**Problem:**
Please transcribe the entries exactly and omit the images they contain.

[Photo-based referring expression data]
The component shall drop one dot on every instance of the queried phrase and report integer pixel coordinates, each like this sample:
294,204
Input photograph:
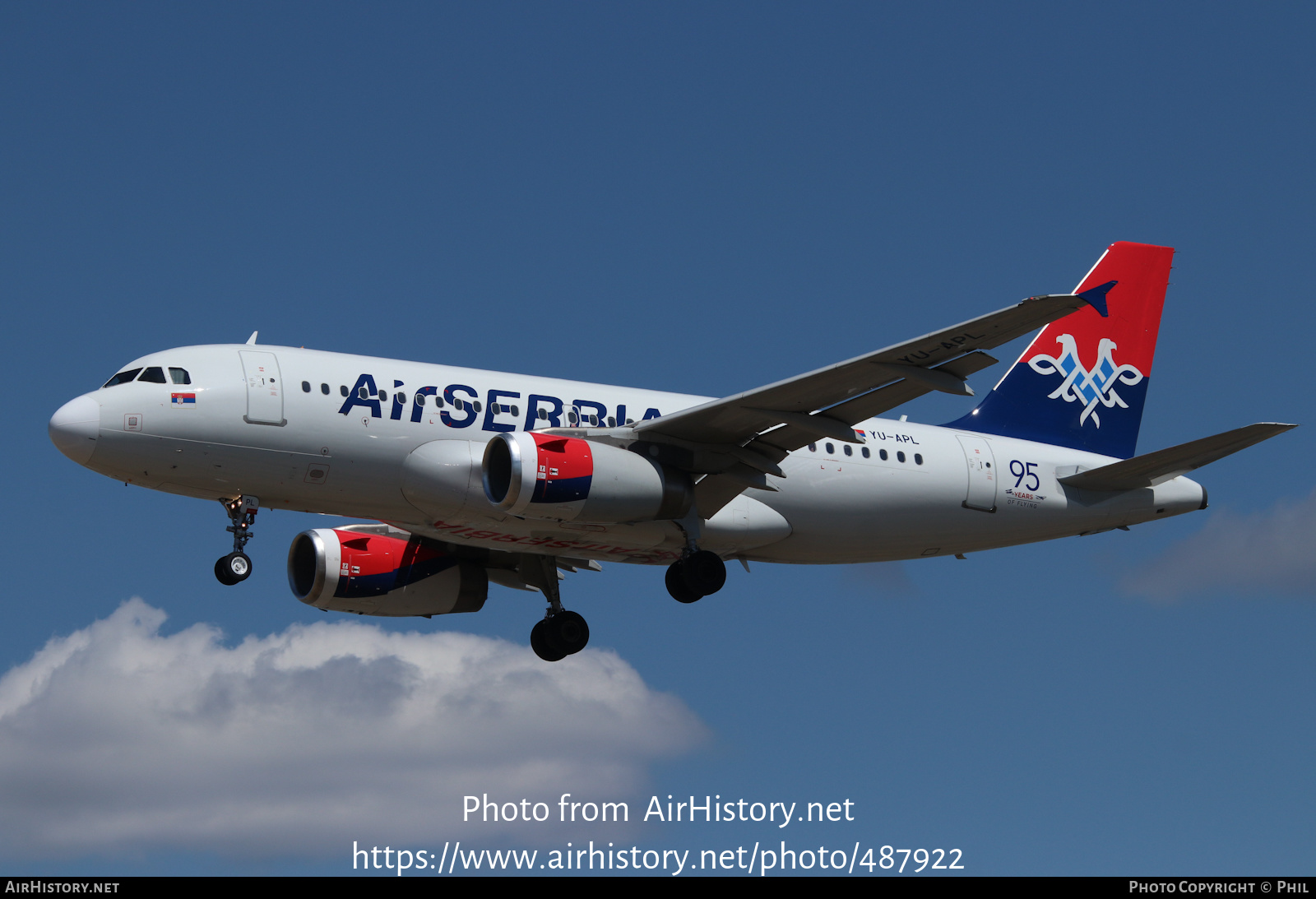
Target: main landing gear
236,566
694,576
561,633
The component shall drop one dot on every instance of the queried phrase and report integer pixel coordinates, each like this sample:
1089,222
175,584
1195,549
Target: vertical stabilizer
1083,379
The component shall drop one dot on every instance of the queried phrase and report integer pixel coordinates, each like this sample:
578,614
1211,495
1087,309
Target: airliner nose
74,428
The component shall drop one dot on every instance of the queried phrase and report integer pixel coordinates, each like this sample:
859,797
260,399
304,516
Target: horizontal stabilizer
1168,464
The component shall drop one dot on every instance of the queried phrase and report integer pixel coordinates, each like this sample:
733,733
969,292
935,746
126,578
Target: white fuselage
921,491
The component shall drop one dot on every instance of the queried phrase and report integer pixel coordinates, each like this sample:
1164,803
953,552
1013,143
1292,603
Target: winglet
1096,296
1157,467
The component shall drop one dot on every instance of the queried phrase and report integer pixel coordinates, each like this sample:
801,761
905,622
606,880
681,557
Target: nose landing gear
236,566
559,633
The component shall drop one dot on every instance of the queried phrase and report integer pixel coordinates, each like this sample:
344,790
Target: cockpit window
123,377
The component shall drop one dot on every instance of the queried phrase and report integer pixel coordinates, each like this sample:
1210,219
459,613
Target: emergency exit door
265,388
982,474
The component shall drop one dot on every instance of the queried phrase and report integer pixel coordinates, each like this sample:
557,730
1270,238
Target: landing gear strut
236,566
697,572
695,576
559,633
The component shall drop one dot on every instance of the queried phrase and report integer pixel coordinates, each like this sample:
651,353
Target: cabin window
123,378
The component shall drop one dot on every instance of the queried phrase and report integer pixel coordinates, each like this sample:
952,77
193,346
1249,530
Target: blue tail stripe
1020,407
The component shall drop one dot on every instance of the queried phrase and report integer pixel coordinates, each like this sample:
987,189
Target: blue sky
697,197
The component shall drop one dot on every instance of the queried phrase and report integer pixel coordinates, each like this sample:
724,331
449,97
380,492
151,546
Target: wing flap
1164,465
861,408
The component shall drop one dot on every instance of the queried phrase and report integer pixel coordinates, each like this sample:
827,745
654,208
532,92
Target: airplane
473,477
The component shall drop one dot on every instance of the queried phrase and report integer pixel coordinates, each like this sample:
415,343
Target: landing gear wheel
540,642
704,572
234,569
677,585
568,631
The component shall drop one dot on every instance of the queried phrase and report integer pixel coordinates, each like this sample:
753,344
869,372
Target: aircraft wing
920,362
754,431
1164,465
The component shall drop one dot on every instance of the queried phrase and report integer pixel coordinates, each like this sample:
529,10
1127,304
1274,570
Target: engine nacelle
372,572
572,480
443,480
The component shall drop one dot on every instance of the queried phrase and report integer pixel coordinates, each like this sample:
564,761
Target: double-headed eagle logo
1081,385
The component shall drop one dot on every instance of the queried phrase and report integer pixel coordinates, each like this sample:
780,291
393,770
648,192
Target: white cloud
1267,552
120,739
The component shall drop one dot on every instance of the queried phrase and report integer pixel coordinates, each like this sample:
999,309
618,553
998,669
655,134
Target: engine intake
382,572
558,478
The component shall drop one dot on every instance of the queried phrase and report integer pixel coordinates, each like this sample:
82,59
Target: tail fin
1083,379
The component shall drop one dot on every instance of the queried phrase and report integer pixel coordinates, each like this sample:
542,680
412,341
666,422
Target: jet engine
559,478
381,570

**Result of the task:**
The component shall drop one dot on every instance of the queried phrase and report integer pixel coordinates, each like this sample:
294,204
Input photograph:
Target: main landing gear
236,566
694,576
561,633
The component shall drop one dot on every instance of the queried phrase and report integer pixel coordinates, each like this sample:
1089,222
175,584
1195,549
Target: vertical stabilizer
1083,379
The component shall drop one dot on every instance of the queried phrase and report integer pixel coordinates, each like this sample:
578,614
1211,495
1087,309
Target: airliner nose
74,428
The component shall drop one dot on every instance of the queried phrase and report integer pixel coordinates, each like this sample:
859,797
260,399
304,516
Target: horizontal stabilizer
1168,464
The component shall drop one dot on every instance of the queried phrase and report integer pixel coordinates, each like this sample:
733,733
969,292
935,746
126,578
Target: white fuselage
921,491
The component shall drop one dot on every instance of the queried phrase and report integer pixel coordinates, each like this sample:
1164,803
953,552
1013,143
1292,603
Target: winglet
1096,296
1157,467
The component shall drop one dot on every instance of the queried phrase and report integer pixel coordinates, each like this sample:
801,761
905,622
606,880
681,557
Target: nose landing gear
236,566
559,633
The component shall drop one dot on every instance of the queried phrase and report integer pixel coordinates, each like this sample:
344,790
Target: cockpit window
123,377
The component shall drop one dot on every instance of the queried phrase and report integer pixel coordinates, each like this sample:
1210,219
459,613
Target: emergency exit door
265,388
982,474
The component shall drop one dot on every instance of the queried phrase and report integer pixel coordinates, each like this sample:
557,730
1270,238
Target: landing gear strut
236,566
697,572
695,576
559,633
The component shall drop one dot on every instance of the queried phrase and report integer pixel coordinates, each like this sample:
651,353
Target: cabin window
123,378
The component shall drop one dot on every instance of the queried phrase and report integer pixel coordinates, each like this sample:
952,77
193,346
1249,530
Target: blue tail stripe
1020,407
The component shall drop one dot on every instance of the queried phrase and report integer pixel coordinates, each like this sample:
987,189
Target: blue sky
697,197
The component shall drop one dot on every instance of the queried phrase and report integer pixel coordinates, each like this sample:
724,331
449,97
380,492
151,546
Target: wing flap
1164,465
861,408
The component shall drop one dot on every instance of the queried phrase and report integer pixel coordinates, each like this sample:
827,745
654,208
532,92
Target: airplane
473,477
The component shall drop one dot on every instance of the queried phrase and report integer pixel coordinates, each like this sample:
415,343
Target: landing gear wheel
540,642
704,572
234,569
677,585
568,631
The component shall drop one dot on every instance of the queried phrase and report integer pixel coordinates, each like this sample:
753,344
869,372
Target: aircraft wing
920,362
754,431
1164,465
The component shall drop one dot on every instance of the queried phrase and report integer pixel coordinates, each like this sample:
529,10
1127,304
1274,570
Target: engine nacelle
372,572
572,480
443,480
The component shall drop one dot on every instance of the queried phrase and report integer pixel coordinates, each like this sample:
564,761
Target: double-headed eagle logo
1081,385
The component shall drop one dot on every instance of the queried phrase and report integer pixel coordinates, each like this sample:
780,291
393,770
648,192
Target: white cloud
1267,552
120,739
The component shall drop one dot on every instance of the queried phrase and report integer pixel coordinates, each like this sample:
999,309
618,553
998,669
655,134
Target: engine intake
382,572
558,478
The component shall drop one dot on every instance of the queried phrase and report integer pixel coordinates, each like this sample:
82,59
Target: tail fin
1083,379
The component shall drop one dot on every instance of the queried phrase and report integer pixel coordinates, each like this sample:
542,680
412,341
666,422
Target: jet engine
559,478
381,570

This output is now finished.